Text excerpt:
Yavapai County needs a new multi-million-dollar juvenile detention facility years earlier than officials anticipated.
County Director of Juvenile Court Services Gordon Glau told county supervisors during his budget meeting Tuesday that the juvenile jail exceeds its 39-bed capacity 71 percent of the time, and 15 percent of the time it houses more than 50 juveniles.
"We've got kids on the floor on a fairly regular basis," said Yavapai County Superior Court Judge Robert Brutinel, who handles the Prescott-area juvenile court.
The juvenile jail population has grown 35 percent since fiscal year 2000, Glau said.
"It's sad, because they're kids," Board of Supervisors Chair Lorna Street said. "Criminals are getting younger and younger and younger."
Glau is recommending a new 80-bed facility that would cost roughly $6 million to $8 million.
County Supervisor Gheral Brownlow said it would be at least three or four years before the county could construct a new detention facility, but Glau said it needs to be ready to house juveniles within two years.
To meet that timeline, the county would have to start planning and designing such a building almost immediately.
The county has added onto the existing 28-year-old Prescott facility two times, in 1991 and 1999, and has no room to expand it again, Glau said. When they added nine beds in 1999, juvenile justice authorities thought they wouldn't exceed capacity until 2004.
A new detention facility isn't in the county's five-year capital projects plan, either. The supervisors plan to talk more about the issue at 2:45 p.m. Tuesday when they have scheduled a discussion about capital improvement needs for the 2002/2003 budget year that begins July 1.
While the state government chipped in half the cost for the 1999 expansion, Glau said it's unlikely the state would help with the new facility.
That didn't surprise the supervisors. During their budget meetings with department heads this week, they already have repeatedly heard about state budget cuts that will cost the county hundreds of thousands of dollars, including cuts in the juvenile and adult probation departments.

Exercise requirements:
A) In the article on Yavapai County's juvenile jail, how many beds would the new facility that Glau recommends have?
B) Decide whether each statement agrees with the article on Yavapai County's juvenile jail. Answer yes or no, and quote the words of the article that settle it.
(i) The county has expanded the existing Prescott facility twice.
(ii) Glau expects the state to pay half the cost of the new facility.
(iii) The juvenile jail population has grown 50 percent since fiscal year 2000.
C) Write a continuation of the article on Yavapai County's juvenile jail, starting after its last sentence.

Record extracts:
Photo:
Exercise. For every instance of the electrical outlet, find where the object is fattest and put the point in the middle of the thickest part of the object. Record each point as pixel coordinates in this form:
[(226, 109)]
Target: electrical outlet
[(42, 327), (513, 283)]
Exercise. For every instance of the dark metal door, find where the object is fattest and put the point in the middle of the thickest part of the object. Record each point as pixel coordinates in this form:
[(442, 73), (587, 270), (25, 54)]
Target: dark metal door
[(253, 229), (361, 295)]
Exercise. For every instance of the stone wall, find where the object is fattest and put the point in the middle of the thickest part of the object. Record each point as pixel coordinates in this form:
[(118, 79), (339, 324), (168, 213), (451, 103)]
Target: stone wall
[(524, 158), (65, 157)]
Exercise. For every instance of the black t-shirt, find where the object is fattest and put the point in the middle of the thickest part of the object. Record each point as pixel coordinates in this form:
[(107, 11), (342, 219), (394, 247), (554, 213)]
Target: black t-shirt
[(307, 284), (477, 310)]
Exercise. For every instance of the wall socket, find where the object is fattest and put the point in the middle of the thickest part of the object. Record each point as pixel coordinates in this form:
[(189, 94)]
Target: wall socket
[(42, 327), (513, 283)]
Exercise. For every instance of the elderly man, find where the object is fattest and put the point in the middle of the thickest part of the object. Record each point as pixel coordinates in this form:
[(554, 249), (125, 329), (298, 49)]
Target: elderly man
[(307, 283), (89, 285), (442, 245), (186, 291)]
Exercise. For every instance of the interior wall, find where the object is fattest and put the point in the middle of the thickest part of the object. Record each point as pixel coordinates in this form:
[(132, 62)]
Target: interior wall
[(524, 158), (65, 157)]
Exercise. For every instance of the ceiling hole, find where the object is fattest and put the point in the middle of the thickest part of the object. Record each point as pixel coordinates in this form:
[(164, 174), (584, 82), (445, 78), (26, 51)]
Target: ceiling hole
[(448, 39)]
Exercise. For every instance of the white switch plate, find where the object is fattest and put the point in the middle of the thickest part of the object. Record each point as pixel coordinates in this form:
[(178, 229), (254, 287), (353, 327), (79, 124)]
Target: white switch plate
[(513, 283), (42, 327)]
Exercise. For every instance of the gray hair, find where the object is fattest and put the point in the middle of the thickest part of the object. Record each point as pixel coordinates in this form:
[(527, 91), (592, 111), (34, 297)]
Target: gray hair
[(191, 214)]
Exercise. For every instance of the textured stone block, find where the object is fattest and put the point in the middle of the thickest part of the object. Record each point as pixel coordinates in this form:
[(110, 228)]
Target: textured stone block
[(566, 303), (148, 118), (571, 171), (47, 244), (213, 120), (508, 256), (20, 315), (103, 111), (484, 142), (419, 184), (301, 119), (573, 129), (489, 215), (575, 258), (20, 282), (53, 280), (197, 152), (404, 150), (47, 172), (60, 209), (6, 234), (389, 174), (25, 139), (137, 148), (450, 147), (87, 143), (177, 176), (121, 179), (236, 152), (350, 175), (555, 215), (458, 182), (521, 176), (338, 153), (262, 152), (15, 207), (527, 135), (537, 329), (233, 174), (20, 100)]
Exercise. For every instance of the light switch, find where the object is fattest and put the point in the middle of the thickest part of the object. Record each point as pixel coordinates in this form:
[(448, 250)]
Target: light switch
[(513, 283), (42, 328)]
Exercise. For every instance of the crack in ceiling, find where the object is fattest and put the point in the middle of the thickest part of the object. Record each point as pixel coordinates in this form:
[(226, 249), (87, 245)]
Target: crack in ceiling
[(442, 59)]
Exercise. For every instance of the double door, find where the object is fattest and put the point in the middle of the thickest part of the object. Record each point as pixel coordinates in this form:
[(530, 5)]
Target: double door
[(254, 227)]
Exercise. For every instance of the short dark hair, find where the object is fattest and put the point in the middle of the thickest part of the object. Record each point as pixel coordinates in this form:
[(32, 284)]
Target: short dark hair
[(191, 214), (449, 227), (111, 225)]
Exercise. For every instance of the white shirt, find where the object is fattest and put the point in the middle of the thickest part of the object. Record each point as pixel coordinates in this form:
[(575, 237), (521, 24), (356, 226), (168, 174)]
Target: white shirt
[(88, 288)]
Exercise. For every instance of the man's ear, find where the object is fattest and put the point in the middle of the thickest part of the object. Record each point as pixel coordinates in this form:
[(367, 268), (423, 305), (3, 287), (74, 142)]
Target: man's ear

Answers to the exercises:
A) 80 beds.

B)
(i) Yes: "The county has added onto the existing 28-year-old Prescott facility two times, in 1991 and 1999"
(ii) No: "Glau said it's unlikely the state would help with the new facility"
(iii) No: "The juvenile jail population has grown 35 percent since fiscal year 2000"

C)
The existing detention facility is located near the Yavapai Regional Medical Center, which has the first option to purchase it, County Administrator Jim Holst said.
Preliminary analysis has led officials to believe that it would cost less in the long run if the county builds one new facility in the Prescott tri-city area, instead of keeping the existing one and building a new smaller one in the Verde Valley, Glau said.
Officials briefly discussed possible sites Tuesday, including Pioneer Park on the northwest side of Prescott and a 185-acre parcel on the northeast side of Prescott that the county jointly owns with the City of Prescott.
The county also owns vacant property near the new fairgrounds northeast of Prescott Valley, but when the Fain family sold it to the county, the Fains included a clause that prohibits the county from using it for a jail facility. The same goes for the Town Centre property in Prescott Valley that the Fains sold to the county.
Could jail tax question come back to voters again?
Wondering where they will come up with approximately $7 million for a new jail to house underaged criminals, Yavapai County supervisors talked Tuesday about the possibility of using revenues from the existing county jail district sales tax.
Director of Juvenile Court Services Gordon Glau asked the supervisors if they would consider that option.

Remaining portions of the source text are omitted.